• Required task: In the data below, change every "drop" to "place" and leave the rest unchanged.

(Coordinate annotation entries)

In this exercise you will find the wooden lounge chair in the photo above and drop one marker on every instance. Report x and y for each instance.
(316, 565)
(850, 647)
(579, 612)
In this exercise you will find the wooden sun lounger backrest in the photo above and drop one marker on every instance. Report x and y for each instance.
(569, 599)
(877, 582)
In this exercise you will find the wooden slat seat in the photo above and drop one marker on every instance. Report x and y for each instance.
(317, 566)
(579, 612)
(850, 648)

• Response:
In this exercise you will find the wooden lounge chair in the photo above and place one marker on every instance. Report x and y for each instance.
(316, 565)
(850, 647)
(579, 612)
In this exercise you will find the wooden sun lounger backrest in the photo above and place one marker on every instance. Report x and y for each instance.
(569, 599)
(877, 582)
In this exercise you will find the wooden slat seat in the photo above and place one marker on every instance. Report x and y for each instance.
(317, 566)
(579, 612)
(850, 648)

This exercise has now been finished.